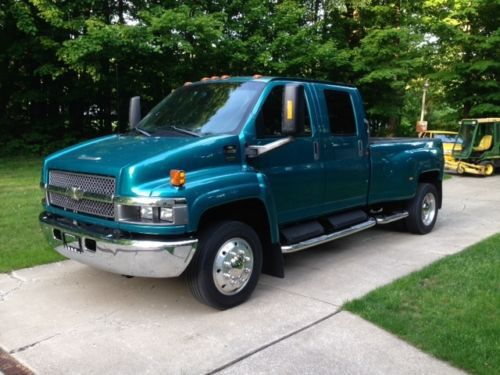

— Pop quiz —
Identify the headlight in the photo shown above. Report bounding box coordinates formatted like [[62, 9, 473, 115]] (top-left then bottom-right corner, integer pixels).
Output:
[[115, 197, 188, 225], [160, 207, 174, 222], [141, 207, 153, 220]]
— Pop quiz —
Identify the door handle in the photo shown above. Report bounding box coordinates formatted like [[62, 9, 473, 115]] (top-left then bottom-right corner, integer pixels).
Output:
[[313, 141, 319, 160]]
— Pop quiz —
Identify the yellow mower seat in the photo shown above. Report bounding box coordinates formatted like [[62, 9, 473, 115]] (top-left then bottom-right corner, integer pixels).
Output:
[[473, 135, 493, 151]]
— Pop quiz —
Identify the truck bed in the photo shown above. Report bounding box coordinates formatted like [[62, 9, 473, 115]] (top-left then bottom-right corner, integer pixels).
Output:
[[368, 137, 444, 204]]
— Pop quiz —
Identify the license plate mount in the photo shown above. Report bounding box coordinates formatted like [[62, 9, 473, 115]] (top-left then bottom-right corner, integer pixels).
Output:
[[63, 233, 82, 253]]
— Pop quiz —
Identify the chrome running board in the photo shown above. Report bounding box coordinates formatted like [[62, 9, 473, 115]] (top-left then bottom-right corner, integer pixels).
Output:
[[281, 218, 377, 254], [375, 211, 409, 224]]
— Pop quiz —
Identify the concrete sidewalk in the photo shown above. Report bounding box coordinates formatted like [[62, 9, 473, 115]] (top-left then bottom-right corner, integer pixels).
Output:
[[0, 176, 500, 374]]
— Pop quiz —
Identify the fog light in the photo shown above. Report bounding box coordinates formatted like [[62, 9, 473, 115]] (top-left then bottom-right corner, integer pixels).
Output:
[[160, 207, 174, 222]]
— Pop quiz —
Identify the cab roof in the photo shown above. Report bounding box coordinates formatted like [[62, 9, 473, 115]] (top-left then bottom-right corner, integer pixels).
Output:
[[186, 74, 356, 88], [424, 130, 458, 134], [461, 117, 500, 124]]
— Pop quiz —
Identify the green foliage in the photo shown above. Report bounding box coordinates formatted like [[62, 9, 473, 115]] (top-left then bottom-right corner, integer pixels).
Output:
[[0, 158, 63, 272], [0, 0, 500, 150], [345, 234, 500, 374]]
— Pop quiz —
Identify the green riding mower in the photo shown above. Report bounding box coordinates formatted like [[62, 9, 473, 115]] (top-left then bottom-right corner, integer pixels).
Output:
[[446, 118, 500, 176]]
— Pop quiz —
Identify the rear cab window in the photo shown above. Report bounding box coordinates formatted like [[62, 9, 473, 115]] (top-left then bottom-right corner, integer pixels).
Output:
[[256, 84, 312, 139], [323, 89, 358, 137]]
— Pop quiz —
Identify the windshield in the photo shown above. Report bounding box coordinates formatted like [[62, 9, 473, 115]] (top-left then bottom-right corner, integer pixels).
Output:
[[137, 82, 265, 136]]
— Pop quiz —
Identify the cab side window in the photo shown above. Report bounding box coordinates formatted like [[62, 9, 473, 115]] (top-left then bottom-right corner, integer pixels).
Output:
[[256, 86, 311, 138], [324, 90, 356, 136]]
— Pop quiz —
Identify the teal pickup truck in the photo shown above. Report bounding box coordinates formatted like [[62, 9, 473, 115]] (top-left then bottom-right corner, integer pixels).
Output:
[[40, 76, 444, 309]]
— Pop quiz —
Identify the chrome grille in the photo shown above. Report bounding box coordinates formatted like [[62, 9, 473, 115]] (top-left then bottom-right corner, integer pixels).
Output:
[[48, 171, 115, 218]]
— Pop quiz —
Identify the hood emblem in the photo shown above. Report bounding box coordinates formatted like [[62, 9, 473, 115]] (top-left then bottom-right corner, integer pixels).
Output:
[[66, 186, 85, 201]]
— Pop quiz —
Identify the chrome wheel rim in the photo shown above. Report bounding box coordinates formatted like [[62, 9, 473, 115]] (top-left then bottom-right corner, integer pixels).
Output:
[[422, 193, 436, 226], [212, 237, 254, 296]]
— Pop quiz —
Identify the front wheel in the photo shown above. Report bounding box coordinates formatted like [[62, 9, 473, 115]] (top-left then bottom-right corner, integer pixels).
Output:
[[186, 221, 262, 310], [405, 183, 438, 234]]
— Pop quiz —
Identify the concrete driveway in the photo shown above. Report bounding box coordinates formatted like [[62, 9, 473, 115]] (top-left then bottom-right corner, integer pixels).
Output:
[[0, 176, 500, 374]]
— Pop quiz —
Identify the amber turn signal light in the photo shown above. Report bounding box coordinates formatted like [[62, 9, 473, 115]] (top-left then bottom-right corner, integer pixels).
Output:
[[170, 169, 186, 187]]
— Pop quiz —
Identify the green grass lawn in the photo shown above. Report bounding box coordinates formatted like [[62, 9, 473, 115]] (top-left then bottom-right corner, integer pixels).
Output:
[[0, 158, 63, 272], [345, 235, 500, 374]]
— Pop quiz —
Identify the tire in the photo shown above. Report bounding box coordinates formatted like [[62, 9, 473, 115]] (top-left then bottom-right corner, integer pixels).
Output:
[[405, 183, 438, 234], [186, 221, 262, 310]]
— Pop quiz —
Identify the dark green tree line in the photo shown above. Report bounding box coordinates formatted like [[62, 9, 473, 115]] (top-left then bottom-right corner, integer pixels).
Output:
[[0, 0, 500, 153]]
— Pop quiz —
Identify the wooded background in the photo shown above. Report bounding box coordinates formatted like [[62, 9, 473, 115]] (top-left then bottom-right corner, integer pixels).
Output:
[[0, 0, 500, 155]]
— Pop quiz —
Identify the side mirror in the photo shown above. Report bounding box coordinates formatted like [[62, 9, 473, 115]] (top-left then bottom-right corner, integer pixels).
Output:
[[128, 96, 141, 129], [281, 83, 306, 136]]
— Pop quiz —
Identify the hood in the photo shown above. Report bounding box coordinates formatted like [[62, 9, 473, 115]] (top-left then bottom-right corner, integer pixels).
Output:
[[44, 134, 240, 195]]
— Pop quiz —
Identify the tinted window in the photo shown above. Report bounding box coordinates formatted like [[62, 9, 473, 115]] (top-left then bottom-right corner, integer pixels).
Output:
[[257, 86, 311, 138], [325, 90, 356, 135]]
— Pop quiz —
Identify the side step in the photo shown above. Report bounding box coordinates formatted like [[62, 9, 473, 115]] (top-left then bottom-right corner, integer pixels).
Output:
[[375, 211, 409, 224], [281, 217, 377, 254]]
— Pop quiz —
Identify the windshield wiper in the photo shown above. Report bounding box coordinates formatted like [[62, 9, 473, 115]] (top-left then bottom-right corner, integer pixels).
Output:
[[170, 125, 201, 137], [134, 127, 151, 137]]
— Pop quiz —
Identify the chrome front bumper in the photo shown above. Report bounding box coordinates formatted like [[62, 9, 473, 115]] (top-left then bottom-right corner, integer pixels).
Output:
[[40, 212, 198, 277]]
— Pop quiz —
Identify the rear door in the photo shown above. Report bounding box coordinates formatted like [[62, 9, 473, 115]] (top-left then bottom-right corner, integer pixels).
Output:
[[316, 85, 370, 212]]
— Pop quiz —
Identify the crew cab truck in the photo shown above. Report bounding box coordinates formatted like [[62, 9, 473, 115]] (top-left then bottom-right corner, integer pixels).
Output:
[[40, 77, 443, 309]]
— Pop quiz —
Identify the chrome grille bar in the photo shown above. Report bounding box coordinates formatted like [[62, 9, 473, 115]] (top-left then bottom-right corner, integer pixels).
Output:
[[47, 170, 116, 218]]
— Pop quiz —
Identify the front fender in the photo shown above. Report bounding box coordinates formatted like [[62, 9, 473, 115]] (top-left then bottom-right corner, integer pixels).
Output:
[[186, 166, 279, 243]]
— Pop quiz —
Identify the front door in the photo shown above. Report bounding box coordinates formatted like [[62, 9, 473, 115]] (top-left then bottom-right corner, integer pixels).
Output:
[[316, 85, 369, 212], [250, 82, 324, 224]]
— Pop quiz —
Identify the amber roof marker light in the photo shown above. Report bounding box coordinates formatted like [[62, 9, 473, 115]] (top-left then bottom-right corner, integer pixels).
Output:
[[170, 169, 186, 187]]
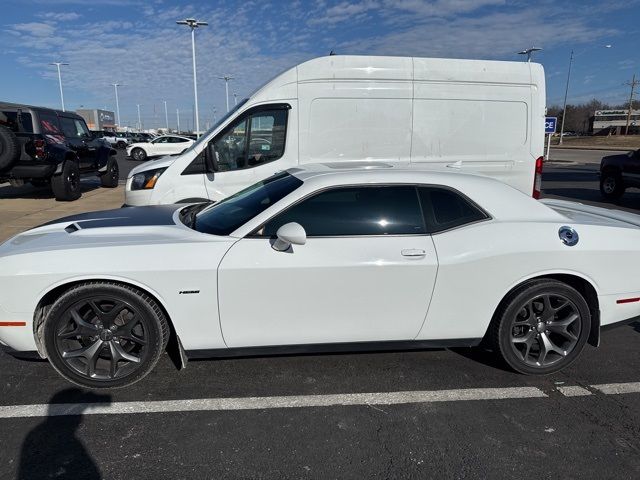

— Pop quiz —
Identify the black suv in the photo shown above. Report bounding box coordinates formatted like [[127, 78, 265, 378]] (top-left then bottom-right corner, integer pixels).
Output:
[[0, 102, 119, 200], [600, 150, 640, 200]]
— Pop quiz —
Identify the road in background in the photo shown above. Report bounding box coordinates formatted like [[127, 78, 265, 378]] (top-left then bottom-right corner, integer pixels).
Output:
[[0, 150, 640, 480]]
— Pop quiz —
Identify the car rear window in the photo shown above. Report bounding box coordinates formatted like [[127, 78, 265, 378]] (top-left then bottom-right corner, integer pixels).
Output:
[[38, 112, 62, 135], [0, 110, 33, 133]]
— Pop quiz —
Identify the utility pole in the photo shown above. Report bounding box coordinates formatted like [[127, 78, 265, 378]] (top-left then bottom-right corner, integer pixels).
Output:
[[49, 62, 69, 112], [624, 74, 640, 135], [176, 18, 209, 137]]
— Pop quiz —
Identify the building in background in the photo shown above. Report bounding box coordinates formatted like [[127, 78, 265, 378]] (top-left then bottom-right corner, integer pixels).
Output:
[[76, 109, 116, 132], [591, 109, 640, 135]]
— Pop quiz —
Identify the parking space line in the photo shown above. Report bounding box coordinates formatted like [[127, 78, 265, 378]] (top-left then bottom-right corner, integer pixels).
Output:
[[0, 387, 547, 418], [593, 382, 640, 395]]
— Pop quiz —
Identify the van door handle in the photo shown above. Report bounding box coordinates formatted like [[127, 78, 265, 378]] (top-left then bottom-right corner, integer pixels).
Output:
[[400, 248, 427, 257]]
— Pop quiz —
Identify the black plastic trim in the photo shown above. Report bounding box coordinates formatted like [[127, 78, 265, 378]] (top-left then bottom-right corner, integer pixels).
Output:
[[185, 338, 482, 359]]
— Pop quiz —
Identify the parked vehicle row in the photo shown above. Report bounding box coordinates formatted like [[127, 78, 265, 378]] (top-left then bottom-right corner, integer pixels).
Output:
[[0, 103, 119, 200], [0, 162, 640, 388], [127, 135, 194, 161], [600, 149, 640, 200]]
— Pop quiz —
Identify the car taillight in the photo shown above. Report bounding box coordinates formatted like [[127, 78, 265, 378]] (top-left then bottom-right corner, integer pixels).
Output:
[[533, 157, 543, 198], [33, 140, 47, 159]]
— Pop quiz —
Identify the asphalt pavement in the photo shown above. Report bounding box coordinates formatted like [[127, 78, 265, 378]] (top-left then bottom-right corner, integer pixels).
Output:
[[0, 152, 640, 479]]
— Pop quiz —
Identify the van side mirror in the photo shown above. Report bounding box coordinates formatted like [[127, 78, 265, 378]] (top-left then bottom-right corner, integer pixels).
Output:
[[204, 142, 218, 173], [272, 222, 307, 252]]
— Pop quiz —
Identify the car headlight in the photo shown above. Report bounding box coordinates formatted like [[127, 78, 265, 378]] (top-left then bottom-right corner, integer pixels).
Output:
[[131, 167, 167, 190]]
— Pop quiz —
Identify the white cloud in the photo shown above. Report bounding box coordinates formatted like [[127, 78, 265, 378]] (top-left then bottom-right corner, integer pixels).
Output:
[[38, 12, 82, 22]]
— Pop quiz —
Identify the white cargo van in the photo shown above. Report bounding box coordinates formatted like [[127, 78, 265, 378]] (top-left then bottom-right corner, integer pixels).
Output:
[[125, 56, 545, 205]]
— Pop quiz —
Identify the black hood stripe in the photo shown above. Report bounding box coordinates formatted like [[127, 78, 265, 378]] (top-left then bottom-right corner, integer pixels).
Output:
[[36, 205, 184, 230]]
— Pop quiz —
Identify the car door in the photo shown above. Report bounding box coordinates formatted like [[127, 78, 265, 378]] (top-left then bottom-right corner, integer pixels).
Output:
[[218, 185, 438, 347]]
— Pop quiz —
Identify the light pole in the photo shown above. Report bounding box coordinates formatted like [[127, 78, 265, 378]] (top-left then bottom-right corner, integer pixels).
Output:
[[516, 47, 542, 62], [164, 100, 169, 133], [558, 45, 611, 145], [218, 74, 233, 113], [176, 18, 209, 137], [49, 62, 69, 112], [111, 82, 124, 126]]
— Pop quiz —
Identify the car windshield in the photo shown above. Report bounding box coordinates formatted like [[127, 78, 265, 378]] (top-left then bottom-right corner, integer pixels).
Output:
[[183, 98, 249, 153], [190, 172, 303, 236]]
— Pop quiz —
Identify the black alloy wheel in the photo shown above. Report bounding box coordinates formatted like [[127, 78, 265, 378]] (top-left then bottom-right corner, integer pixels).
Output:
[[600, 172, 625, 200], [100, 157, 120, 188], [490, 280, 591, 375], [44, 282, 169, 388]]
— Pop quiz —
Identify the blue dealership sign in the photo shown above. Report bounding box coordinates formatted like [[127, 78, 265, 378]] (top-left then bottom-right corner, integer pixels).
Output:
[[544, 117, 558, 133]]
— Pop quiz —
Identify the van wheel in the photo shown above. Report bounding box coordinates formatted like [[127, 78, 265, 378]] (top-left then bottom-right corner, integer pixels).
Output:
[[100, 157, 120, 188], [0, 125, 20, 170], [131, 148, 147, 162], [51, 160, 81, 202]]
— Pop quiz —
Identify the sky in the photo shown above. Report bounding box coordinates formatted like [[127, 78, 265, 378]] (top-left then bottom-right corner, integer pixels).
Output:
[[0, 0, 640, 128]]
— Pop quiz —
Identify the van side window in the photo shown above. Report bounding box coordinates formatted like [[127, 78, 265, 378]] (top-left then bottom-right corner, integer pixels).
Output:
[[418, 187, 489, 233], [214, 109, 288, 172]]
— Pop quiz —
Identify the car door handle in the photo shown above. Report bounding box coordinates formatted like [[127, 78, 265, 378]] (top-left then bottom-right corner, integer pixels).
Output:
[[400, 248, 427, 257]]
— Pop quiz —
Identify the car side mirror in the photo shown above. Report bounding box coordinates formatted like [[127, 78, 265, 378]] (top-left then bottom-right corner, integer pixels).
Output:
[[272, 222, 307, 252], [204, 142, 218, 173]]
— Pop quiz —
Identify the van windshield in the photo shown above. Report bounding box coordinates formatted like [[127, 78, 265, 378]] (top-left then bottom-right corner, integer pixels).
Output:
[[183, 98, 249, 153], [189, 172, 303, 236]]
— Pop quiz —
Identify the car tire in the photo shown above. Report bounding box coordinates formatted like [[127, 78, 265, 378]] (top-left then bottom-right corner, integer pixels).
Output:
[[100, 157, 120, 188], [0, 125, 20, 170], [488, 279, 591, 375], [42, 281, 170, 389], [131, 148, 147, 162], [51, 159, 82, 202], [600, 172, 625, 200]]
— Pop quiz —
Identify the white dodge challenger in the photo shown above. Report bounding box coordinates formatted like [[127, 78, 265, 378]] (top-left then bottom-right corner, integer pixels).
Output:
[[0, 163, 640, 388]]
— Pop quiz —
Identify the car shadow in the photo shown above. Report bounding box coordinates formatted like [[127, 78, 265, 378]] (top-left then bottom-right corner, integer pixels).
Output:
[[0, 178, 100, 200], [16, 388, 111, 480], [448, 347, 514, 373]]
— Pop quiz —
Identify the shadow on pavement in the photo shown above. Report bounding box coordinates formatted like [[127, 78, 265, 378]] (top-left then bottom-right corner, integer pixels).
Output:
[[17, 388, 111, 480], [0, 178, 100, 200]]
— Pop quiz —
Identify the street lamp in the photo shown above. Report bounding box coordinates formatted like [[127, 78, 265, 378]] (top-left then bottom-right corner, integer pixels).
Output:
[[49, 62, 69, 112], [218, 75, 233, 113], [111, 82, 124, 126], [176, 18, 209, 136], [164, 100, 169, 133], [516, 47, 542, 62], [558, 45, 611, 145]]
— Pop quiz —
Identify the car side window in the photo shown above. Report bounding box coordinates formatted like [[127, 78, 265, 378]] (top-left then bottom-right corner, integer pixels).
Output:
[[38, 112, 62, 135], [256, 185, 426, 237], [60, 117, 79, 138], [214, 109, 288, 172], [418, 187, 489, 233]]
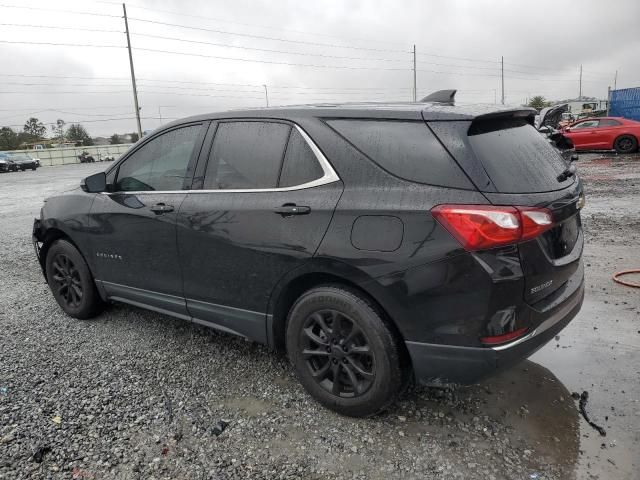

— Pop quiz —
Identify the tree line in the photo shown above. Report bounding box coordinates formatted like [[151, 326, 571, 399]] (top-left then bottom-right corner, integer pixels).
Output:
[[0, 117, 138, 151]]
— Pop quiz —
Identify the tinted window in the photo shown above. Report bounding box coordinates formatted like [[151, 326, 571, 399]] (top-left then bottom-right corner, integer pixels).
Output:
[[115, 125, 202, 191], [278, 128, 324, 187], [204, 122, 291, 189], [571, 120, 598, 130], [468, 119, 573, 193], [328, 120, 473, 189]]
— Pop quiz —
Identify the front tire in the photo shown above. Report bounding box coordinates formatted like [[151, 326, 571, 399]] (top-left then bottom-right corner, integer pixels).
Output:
____
# Goal:
Can you restate the stretch of material from its start through the line containing "[[313, 141, 319, 160]]", requests included, with every bounding box coordinate in the answers multiplied by 1.7 and rounded to a whole number (halves round up)? Leave the sample coordinates in the requests unchanged and omit the pictures.

# Answer to the task:
— Pop quiz —
Identify the headlight in the photo shown above. Report bounding box coordinates formatted like [[62, 9, 473, 115]] (top-left then bottom-right corner, integer pixels).
Output:
[[196, 335, 320, 383], [272, 352, 296, 377], [240, 352, 260, 374]]
— Pop quiz —
Identify the door handle in the photo shown above. Report bounding box coordinates formatted like [[62, 9, 473, 115]] (top-left then bottom-right corner, integer pixels).
Output:
[[532, 240, 542, 272]]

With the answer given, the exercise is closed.